Exercise objective: Can you copy every line below word for word, leaving the pictures out of your answer?

Stored records:
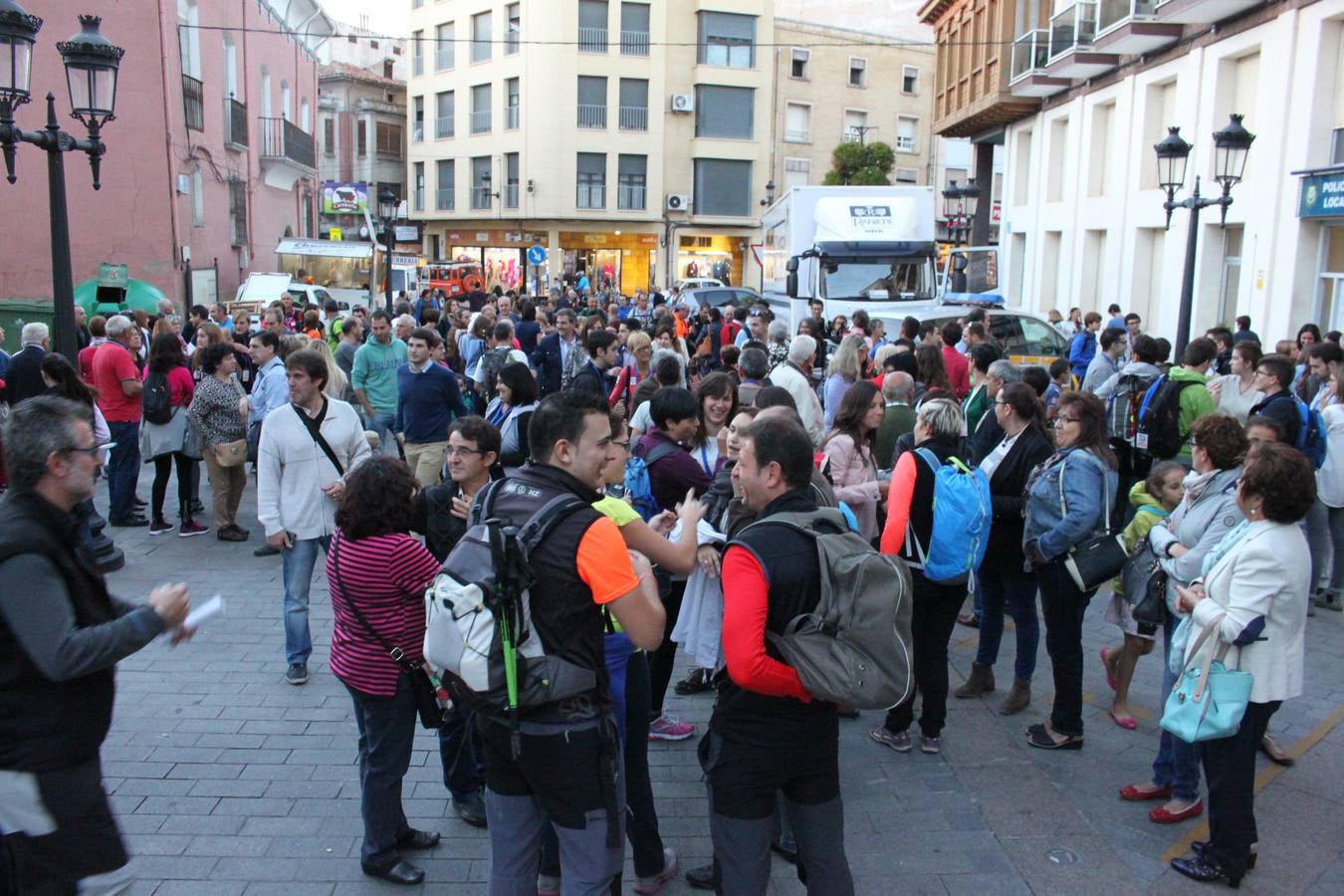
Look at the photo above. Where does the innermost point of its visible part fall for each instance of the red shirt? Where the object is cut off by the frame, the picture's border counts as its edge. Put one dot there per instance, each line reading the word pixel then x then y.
pixel 112 364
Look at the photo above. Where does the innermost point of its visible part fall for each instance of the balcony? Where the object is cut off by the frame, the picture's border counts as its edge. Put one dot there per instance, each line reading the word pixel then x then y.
pixel 1071 54
pixel 1028 78
pixel 634 43
pixel 194 103
pixel 634 117
pixel 235 123
pixel 287 153
pixel 591 39
pixel 1131 27
pixel 1202 12
pixel 591 115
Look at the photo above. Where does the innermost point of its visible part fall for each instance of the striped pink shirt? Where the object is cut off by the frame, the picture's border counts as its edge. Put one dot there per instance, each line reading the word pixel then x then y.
pixel 386 575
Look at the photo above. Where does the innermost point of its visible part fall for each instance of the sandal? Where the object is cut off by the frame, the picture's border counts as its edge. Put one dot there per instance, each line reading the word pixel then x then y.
pixel 1039 737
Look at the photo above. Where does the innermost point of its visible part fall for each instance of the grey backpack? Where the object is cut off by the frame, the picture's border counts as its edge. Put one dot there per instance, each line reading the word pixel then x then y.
pixel 853 648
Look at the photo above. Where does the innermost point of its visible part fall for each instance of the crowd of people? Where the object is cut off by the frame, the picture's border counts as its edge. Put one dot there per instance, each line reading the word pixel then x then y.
pixel 676 427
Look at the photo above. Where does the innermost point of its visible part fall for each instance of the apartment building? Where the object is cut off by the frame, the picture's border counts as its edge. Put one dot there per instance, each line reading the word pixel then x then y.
pixel 1079 100
pixel 837 85
pixel 630 140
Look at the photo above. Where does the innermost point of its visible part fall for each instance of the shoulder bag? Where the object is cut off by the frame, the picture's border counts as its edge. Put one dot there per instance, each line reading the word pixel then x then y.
pixel 423 688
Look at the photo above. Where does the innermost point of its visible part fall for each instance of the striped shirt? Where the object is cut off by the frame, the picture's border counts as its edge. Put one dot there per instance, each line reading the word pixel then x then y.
pixel 386 575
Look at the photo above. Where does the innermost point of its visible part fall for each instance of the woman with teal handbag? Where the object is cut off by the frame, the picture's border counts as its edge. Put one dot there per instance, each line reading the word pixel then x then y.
pixel 1250 610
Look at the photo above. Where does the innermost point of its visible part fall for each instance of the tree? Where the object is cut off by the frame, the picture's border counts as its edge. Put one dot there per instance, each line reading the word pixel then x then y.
pixel 866 164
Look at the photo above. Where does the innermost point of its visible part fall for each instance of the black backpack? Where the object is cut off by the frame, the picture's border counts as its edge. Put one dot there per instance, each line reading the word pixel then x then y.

Task response:
Look at the photo above. Where does the innermost point of its visible part fall for each instance of the red shirt? Where the object is cut off by the frame, the picture's border counts as its edge. Put one dot there per instance, each line reading the word pixel then x then y.
pixel 112 364
Look at the photo above. Where does the innermost point of its visible part fall for each instance of the balcony? Where the object is cut off by the frame, the picture's border counts as its edge. Put one dot there per instance, each line reading the word pixel then x then y.
pixel 1071 54
pixel 1028 78
pixel 634 43
pixel 194 103
pixel 634 117
pixel 235 123
pixel 287 153
pixel 591 39
pixel 1131 27
pixel 1202 12
pixel 591 115
Look at the photo above. Where does the innermost point of its visible part fall for each instance of the striped pink shirt? Where the object is cut off by the frame, the picture's border counts as its edge. Put one dot there per instance, each line reading the word pixel then x then y.
pixel 386 575
Look at the photo above. Where does the innermost point of its visible part fall for each instance of the sandal? Where the object is cut off by the frame, the picture's border counts as its edge. Put one dot there per instance, each line reading the word pixel then x then y.
pixel 1039 737
Look at the photo above. Where does the innermost point of its visible part fall for each instance of the grey backpack? Where the object is cut off by the frame, the picture's border counts as its edge. Put one dot there per instance, each line reading the word pixel then x then y.
pixel 853 648
Look at the photo above. Where does the innermost point of its visible part fall for each instance of the crowd of people? Where the object is cut off by the frame, the picture's border counts as its edge. Put one dot there per instance, each line reading the word pixel then x then y.
pixel 676 427
Look at the photo above. Where does the innermost point of its visible part fall for each instance of the apartment building? Where the object is cut off by the frame, the picture's border counts as its edge. Put one dot there per instance, each line reading the word pixel then x then y.
pixel 1079 100
pixel 837 85
pixel 630 140
Look at the photo above. Where does the innermost point of its visible part fall for each instance of the shoulder bag? Where the object is cut off by the frame, the picture's border counts as its edge. Put one dot there per instance, each line reading the word pixel then x then y.
pixel 423 688
Look at the photo above. Where does the innermost point of its visible part fall for each instance of the striped shirt? Where the object is cut off by the frame, the picture's border counts as its edge. Put one dot there per instance, each line reading the word pixel then x then y.
pixel 386 575
Look at the photo above. Where does the innermost point of its visible part fall for each instance of the woman with teal handbag? Where the object is cut off by the frame, the picture's border counts as its edge. Put one dot there per instance, each line reading the word pixel then x then y.
pixel 1250 610
Look at the photo above. Where does the innermost point of its visible part fall for each instance of the tree? Where the object is cut off by the frame, the picture's border counts as its edge. Put one dot there per instance, each line reading the word pixel then x then y.
pixel 866 164
Look at the photo above. Where does the innermost point of its visible part fall for each instance of the black backpack? Where the object is cut off by the frame, the picture's border counts as its edge. Put one dot there per instance, each line reading the word pixel then x then y.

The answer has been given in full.